*Gestelde opdracht*
Herhaal de volgende rijen letterlijk. Begin bij de rij die "Expected: one point per instance of the pink flower" bevat en stop na de rij met "column 135, row 31".

Invoer voor het labelen van objectposities:
========================================================================

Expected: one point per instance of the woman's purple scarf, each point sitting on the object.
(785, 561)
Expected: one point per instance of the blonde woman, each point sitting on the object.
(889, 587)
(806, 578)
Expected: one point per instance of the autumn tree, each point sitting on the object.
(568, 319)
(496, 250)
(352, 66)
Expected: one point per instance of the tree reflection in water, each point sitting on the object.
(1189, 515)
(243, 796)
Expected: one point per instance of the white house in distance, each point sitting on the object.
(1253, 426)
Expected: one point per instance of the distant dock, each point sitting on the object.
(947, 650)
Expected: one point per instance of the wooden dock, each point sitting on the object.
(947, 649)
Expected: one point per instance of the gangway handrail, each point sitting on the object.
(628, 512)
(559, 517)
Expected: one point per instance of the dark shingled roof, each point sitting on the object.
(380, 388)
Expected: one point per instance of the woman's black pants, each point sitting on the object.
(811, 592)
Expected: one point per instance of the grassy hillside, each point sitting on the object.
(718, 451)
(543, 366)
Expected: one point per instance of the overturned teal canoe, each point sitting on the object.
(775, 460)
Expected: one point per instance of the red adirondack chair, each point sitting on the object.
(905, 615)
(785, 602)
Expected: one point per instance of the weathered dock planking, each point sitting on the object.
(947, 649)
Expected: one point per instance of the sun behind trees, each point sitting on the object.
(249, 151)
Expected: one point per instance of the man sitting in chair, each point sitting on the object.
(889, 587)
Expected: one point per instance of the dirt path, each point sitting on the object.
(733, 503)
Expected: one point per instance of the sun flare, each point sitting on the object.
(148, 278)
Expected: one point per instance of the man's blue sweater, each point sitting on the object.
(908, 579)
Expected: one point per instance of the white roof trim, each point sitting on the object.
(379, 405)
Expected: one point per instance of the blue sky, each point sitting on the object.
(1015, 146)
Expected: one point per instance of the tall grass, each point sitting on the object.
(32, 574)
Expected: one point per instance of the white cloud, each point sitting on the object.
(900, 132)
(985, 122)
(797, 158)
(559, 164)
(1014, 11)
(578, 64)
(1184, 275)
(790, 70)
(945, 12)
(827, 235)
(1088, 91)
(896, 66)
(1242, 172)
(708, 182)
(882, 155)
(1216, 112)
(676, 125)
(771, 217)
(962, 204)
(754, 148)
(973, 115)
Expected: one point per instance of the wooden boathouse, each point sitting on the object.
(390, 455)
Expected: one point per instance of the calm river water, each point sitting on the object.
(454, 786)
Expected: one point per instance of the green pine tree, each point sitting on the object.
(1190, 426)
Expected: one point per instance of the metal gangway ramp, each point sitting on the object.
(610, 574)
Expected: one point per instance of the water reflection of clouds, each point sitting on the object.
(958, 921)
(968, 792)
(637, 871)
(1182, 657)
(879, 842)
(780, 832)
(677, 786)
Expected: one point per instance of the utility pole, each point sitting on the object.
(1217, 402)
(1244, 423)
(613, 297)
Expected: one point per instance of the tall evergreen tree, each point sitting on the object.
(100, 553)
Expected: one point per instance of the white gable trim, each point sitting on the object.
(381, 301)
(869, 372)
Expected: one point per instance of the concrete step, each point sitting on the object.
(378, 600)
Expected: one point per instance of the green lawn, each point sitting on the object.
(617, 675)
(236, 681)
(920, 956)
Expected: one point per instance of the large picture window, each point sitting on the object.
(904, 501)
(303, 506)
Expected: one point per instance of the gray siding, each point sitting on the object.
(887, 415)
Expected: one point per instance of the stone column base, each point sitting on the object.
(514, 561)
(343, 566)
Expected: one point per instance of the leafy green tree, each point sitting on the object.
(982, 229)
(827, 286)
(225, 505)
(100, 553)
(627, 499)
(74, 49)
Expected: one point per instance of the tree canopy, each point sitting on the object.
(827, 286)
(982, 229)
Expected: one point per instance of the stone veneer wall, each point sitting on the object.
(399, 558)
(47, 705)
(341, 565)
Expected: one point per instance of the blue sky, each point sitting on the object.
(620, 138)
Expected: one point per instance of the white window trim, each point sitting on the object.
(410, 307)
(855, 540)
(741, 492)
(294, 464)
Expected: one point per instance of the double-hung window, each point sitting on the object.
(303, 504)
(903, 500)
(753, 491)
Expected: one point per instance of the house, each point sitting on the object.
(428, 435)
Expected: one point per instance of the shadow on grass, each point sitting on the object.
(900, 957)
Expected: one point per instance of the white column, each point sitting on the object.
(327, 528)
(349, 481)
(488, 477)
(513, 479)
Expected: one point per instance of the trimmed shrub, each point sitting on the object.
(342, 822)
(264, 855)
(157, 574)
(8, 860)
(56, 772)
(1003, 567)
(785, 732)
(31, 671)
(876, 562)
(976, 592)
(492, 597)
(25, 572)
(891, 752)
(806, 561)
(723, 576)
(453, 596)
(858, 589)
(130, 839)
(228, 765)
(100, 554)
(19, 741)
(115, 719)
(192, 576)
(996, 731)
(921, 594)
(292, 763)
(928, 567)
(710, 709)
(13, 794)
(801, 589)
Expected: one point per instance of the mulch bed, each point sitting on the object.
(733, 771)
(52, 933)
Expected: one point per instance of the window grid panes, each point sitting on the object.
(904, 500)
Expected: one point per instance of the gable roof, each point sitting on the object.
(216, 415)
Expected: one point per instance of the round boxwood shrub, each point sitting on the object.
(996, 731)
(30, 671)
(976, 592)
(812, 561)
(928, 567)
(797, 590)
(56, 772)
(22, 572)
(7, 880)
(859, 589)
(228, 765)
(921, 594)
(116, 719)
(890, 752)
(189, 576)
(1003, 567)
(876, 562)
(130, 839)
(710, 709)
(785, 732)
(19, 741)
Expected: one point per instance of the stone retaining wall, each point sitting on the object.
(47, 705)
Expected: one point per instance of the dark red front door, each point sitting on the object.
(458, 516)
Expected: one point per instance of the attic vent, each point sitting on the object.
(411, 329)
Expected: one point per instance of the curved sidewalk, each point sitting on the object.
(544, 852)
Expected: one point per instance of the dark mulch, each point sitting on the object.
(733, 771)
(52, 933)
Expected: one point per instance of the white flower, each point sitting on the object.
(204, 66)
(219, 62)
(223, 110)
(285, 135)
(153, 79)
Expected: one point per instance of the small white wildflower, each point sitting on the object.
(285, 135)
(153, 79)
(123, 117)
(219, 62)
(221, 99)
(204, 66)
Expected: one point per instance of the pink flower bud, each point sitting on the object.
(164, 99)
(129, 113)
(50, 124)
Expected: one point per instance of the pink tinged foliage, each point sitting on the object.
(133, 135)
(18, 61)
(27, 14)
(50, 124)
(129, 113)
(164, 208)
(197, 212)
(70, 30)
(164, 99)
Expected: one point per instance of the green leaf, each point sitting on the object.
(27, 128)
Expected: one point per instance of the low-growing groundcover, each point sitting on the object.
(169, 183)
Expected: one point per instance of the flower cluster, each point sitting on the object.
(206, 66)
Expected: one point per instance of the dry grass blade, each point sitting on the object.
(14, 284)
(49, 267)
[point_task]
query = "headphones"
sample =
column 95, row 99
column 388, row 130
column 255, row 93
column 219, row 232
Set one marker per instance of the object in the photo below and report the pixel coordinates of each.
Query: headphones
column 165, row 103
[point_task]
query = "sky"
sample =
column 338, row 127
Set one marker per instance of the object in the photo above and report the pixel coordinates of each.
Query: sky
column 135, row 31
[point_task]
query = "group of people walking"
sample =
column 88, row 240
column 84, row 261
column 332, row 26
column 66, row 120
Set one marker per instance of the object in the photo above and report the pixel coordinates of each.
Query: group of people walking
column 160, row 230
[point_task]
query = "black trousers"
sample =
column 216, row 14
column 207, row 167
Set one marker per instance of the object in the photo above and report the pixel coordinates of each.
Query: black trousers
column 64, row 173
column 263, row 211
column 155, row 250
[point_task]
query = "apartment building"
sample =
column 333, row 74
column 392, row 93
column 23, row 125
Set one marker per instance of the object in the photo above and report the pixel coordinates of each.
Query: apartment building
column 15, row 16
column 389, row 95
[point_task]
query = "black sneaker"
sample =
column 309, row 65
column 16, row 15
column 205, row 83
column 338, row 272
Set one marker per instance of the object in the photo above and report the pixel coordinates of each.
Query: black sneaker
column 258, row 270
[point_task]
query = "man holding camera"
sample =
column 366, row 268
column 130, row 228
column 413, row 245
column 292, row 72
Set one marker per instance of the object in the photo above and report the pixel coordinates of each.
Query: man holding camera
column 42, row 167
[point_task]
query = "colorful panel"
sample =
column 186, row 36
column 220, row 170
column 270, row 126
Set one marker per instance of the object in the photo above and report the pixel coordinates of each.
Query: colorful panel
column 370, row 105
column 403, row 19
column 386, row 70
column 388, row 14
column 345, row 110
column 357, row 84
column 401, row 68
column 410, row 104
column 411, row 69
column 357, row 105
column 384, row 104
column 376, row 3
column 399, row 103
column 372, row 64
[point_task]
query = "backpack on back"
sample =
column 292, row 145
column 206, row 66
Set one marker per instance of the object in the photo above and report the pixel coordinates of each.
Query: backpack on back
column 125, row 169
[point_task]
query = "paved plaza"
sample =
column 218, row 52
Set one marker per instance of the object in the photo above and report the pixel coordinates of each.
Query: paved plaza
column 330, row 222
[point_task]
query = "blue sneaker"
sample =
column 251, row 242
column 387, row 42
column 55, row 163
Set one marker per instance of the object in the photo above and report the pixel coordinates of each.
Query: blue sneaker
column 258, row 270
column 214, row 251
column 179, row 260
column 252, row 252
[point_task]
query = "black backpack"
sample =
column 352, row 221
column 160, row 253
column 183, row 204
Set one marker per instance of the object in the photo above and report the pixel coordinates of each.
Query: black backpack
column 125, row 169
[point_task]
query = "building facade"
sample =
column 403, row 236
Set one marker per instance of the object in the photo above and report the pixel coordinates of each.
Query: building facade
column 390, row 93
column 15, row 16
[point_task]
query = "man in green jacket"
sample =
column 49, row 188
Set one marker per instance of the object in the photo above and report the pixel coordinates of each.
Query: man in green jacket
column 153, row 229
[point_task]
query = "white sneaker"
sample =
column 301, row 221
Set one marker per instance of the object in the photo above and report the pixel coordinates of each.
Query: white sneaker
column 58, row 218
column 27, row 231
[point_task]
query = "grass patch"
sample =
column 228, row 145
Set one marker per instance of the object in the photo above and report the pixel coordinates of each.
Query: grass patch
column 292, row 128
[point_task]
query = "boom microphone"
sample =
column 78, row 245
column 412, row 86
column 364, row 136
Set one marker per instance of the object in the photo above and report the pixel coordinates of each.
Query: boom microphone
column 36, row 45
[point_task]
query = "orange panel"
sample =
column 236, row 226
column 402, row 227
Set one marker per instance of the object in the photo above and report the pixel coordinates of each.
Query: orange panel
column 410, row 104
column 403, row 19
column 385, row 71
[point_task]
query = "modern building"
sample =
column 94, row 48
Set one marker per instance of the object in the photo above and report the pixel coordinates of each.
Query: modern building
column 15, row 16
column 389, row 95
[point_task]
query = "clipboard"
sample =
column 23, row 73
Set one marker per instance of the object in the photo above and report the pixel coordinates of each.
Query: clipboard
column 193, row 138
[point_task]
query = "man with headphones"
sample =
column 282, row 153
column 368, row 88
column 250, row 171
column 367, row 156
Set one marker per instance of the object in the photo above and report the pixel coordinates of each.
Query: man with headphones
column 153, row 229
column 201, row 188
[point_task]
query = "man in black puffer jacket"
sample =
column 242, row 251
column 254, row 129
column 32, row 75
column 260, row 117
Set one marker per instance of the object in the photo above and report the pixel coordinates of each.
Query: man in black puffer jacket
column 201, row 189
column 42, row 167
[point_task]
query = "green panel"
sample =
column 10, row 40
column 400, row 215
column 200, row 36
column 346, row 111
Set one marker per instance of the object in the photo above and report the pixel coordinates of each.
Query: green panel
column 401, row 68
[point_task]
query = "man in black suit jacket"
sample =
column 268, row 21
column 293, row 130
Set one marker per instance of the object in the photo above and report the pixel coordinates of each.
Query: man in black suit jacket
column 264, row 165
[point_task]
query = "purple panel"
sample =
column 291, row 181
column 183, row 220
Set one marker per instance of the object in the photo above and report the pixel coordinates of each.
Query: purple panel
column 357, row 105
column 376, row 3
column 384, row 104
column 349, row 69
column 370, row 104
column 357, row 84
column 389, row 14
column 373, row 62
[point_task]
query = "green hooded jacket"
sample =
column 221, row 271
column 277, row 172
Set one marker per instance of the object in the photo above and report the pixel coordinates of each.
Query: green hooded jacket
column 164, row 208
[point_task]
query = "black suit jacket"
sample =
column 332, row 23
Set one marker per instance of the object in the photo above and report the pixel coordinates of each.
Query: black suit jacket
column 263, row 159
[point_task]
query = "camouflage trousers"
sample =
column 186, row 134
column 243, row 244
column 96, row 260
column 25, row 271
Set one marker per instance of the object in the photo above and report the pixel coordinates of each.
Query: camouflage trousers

========================================================================

*Uitgewerkte oplossing*
Expected: one point per instance of the pink flower bud, each point sitting on the object.
(164, 99)
(129, 113)
(50, 124)
Expected: one point per instance of the pink tinged foliage, each point sitting on the object.
(133, 135)
(18, 61)
(27, 14)
(50, 124)
(129, 113)
(164, 208)
(197, 212)
(70, 30)
(164, 99)
Expected: one point per instance of the green leaf, each point sitting on the object.
(27, 128)
Expected: one point per instance of the low-growing groundcover, each point sitting on the object.
(169, 183)
Expected: one point per instance of the flower cluster, each point sitting on the object.
(206, 66)
Expected: one point per instance of the dry grass blade, each point sitting on the object.
(14, 284)
(49, 267)
[point_task]
query = "headphones"
sample =
column 95, row 99
column 388, row 130
column 255, row 93
column 219, row 232
Set one marker per instance of the object in the photo below and report the pixel coordinates of each.
Query: headphones
column 165, row 103
[point_task]
query = "sky"
sample =
column 338, row 127
Set one marker per instance of the object in the photo above and report the pixel coordinates of each.
Query: sky
column 135, row 31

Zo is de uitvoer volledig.